-- Available data --

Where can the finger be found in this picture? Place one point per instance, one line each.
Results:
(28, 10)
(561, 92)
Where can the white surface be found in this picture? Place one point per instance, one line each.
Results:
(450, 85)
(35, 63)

==

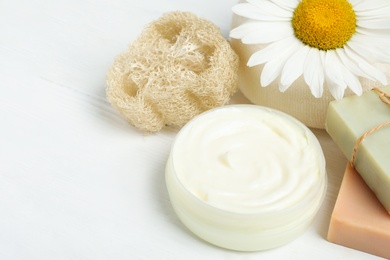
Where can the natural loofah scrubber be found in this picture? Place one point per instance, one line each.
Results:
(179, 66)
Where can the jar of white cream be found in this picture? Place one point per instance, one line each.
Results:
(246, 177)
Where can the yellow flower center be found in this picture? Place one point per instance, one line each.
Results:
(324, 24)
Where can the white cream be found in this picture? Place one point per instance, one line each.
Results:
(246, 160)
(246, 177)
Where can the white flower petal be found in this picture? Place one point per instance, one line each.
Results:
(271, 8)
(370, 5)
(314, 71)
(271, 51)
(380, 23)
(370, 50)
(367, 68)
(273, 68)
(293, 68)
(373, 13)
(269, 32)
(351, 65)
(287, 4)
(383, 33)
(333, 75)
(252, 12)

---

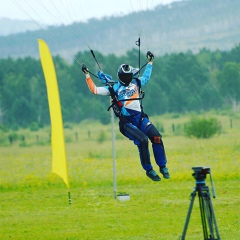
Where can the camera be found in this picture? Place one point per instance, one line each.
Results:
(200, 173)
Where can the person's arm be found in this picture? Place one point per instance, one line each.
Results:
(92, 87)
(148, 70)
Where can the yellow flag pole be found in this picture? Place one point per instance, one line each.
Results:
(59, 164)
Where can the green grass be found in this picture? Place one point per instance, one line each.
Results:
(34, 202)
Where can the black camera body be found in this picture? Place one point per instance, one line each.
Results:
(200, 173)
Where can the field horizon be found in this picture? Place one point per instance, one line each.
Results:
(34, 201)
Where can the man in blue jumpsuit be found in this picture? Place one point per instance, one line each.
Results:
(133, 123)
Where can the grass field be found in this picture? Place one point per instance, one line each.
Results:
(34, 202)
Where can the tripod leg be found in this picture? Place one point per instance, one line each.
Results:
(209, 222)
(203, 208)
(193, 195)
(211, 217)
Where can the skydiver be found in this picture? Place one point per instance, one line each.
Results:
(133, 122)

-- Exercise brief --
Throughout the material above, find each line with "camera" and return it.

-- Response --
Where can the camera be found in this picture? Place one point per instance, one line each.
Where can the black camera body be found in this picture? Place one point per instance, one line each.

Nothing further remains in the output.